** ABOUT THIS EXERCISE **
Among the lines below, count those with "navy". Give only the number.

[Saved entries]
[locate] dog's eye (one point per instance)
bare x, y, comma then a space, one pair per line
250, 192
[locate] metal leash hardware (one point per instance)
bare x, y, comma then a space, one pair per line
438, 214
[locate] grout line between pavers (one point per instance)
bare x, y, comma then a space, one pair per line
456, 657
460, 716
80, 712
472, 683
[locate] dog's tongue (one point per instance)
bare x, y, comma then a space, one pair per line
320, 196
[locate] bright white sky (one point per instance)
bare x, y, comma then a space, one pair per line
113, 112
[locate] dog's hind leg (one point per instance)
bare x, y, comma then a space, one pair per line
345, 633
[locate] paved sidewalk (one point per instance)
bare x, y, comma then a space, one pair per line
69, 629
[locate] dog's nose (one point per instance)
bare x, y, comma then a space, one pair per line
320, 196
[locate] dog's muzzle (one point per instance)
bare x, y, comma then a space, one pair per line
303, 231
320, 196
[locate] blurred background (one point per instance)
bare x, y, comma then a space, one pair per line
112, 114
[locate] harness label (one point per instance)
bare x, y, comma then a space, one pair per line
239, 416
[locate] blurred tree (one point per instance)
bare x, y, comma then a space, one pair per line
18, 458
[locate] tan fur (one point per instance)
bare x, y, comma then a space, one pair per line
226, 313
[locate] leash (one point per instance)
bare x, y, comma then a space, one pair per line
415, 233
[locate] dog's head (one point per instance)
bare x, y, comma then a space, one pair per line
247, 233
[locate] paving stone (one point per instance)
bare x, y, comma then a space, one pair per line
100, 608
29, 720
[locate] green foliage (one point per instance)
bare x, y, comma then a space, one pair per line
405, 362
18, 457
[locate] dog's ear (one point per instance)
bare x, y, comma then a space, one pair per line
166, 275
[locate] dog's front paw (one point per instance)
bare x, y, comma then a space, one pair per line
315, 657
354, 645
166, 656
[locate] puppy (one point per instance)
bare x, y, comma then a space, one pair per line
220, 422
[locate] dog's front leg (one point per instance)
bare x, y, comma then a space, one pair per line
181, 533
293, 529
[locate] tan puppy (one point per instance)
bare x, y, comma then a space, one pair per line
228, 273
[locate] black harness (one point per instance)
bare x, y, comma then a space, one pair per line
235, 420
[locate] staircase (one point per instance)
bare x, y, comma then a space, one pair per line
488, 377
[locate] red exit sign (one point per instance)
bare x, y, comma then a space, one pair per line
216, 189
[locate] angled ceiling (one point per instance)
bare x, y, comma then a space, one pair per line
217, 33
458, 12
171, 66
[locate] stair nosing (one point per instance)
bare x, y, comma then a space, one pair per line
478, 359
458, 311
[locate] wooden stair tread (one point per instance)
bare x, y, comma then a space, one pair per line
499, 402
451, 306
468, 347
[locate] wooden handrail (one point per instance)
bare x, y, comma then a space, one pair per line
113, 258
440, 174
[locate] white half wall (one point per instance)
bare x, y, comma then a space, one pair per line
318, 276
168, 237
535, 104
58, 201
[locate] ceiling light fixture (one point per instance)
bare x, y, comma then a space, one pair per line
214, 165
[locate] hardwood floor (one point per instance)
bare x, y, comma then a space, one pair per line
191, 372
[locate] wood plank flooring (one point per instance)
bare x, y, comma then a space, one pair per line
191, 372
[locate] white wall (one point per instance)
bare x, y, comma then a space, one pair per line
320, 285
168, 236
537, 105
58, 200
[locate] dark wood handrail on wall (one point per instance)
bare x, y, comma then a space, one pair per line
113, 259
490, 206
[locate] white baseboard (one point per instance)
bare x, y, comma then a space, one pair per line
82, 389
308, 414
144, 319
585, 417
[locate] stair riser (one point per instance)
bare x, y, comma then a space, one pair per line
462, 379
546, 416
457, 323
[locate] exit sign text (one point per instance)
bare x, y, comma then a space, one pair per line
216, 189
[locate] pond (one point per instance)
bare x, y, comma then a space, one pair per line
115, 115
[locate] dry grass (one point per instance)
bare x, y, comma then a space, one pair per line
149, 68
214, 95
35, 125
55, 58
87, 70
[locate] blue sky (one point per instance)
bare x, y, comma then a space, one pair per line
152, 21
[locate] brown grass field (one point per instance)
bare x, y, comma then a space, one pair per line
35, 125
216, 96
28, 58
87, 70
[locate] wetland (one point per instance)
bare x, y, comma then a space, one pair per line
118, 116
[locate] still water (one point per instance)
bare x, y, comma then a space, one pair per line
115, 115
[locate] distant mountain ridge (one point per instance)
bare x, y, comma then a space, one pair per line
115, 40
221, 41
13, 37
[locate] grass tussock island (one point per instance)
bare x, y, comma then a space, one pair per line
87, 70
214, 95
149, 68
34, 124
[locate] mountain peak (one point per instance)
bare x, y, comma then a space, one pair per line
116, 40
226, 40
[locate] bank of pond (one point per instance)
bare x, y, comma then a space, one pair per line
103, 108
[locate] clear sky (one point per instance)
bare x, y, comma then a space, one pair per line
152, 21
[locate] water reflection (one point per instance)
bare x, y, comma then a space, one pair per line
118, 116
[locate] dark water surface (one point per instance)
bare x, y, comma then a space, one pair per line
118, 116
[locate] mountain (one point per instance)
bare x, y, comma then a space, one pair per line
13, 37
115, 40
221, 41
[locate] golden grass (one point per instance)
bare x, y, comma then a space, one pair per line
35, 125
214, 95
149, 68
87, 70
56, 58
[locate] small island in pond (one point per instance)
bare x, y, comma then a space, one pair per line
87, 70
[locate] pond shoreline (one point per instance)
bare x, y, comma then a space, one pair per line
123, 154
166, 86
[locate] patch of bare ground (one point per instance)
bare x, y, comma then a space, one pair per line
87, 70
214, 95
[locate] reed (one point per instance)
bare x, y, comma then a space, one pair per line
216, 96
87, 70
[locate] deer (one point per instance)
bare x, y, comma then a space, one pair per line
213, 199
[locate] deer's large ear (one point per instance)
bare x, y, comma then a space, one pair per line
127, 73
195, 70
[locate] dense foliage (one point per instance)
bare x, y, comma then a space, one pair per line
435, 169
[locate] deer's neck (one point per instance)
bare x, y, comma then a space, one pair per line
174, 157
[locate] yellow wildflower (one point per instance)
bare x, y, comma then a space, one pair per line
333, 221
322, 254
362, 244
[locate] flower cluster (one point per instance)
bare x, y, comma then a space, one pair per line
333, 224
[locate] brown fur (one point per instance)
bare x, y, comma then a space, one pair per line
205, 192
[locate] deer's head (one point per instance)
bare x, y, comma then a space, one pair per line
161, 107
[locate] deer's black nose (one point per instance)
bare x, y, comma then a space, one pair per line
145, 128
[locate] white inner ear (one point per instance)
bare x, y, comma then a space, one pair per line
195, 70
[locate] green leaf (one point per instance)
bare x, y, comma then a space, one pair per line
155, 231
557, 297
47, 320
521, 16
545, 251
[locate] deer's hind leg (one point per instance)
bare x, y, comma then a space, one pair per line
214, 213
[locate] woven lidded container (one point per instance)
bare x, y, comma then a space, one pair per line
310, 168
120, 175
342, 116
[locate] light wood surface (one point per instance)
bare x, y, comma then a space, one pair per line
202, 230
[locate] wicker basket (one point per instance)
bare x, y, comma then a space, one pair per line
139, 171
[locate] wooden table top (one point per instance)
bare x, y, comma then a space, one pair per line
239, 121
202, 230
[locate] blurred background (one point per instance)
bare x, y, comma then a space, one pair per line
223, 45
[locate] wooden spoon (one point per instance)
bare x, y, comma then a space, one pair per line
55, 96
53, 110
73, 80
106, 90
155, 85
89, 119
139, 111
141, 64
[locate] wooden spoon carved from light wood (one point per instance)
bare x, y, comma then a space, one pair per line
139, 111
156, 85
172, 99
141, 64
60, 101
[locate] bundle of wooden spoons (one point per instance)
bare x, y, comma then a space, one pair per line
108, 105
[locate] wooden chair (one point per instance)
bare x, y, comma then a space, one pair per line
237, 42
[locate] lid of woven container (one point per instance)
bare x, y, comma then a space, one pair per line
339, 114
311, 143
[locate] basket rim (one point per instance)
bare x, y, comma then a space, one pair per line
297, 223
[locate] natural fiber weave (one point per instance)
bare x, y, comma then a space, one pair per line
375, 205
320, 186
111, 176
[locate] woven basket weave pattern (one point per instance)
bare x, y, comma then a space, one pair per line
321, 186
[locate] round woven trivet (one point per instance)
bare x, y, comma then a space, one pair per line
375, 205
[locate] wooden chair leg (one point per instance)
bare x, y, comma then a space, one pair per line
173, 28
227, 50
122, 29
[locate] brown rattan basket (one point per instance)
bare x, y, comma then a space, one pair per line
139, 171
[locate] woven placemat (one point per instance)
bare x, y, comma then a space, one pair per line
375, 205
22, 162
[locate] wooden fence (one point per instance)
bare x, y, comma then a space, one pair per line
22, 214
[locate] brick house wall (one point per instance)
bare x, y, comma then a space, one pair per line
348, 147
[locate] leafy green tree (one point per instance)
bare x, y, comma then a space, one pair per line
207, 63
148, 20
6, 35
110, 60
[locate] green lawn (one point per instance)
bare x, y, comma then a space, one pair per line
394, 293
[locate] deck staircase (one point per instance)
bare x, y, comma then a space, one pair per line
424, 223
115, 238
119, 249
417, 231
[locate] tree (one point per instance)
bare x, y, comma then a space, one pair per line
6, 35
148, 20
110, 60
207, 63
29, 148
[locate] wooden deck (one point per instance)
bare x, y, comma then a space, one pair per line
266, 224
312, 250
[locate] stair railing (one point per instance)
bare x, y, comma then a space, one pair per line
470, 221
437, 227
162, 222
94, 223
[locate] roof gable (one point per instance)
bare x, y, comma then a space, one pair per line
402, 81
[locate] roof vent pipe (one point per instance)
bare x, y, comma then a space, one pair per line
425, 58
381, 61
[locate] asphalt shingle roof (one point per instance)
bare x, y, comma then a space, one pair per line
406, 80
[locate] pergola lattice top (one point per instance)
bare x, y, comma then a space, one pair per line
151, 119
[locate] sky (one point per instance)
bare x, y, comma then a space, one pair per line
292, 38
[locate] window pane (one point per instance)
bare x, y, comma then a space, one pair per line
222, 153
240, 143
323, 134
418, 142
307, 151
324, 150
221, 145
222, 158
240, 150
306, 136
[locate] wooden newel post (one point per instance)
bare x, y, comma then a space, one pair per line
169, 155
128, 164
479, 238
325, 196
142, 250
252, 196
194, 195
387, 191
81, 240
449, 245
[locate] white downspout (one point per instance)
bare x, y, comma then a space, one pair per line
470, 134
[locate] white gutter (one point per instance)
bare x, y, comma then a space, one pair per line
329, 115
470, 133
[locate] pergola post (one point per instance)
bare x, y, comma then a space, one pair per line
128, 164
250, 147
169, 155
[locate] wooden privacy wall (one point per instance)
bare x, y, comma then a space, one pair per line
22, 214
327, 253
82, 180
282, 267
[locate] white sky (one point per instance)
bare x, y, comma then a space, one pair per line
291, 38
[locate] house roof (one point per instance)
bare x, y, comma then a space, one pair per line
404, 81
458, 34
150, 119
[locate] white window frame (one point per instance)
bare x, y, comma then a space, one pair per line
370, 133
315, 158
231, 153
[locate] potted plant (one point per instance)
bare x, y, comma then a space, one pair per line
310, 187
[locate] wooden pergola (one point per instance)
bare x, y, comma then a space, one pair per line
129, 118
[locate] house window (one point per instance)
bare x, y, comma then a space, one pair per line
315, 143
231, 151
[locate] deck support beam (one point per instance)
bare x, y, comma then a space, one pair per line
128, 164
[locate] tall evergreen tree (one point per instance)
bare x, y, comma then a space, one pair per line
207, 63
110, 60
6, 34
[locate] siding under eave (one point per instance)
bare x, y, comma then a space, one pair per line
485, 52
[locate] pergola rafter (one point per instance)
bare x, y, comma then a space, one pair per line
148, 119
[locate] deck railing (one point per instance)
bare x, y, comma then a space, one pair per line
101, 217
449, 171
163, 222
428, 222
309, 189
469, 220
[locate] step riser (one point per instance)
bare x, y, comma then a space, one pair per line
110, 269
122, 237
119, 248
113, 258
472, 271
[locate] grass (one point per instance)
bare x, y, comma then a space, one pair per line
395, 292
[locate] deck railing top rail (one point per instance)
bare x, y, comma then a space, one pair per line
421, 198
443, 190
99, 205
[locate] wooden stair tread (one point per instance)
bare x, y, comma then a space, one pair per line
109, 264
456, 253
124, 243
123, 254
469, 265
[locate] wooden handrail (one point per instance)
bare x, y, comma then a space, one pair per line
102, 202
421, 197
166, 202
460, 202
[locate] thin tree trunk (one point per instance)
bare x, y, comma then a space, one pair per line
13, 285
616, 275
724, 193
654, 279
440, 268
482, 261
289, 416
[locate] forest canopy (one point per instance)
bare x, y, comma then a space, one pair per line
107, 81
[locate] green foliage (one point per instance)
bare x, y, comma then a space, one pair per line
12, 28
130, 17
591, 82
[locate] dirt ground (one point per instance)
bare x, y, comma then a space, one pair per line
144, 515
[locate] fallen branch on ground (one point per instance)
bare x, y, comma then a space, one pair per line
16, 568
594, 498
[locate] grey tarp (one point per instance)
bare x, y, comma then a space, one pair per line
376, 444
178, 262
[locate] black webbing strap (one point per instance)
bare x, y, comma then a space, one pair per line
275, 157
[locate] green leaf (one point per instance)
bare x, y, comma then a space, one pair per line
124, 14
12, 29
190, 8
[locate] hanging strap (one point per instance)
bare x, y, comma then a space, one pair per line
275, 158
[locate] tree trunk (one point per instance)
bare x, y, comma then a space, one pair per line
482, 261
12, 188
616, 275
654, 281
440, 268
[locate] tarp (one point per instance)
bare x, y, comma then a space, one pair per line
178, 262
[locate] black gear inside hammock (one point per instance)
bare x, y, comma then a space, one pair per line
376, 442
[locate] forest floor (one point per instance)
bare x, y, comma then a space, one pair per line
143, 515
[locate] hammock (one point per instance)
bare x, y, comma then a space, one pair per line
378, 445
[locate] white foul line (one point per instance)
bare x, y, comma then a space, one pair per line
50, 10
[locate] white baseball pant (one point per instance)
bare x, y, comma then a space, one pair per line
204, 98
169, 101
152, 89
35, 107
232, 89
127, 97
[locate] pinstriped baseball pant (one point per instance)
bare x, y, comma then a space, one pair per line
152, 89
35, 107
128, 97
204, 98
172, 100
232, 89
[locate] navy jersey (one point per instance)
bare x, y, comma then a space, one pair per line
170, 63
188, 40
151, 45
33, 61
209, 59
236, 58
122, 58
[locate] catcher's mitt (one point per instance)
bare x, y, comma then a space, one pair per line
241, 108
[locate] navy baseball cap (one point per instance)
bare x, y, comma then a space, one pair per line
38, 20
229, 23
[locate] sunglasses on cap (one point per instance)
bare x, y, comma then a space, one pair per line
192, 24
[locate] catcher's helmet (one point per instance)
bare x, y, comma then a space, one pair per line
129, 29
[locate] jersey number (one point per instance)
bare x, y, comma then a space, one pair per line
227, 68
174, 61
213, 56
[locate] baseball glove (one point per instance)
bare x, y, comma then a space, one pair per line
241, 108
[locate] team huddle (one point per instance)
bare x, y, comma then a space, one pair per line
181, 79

** COMPLETED EXERCISE **
2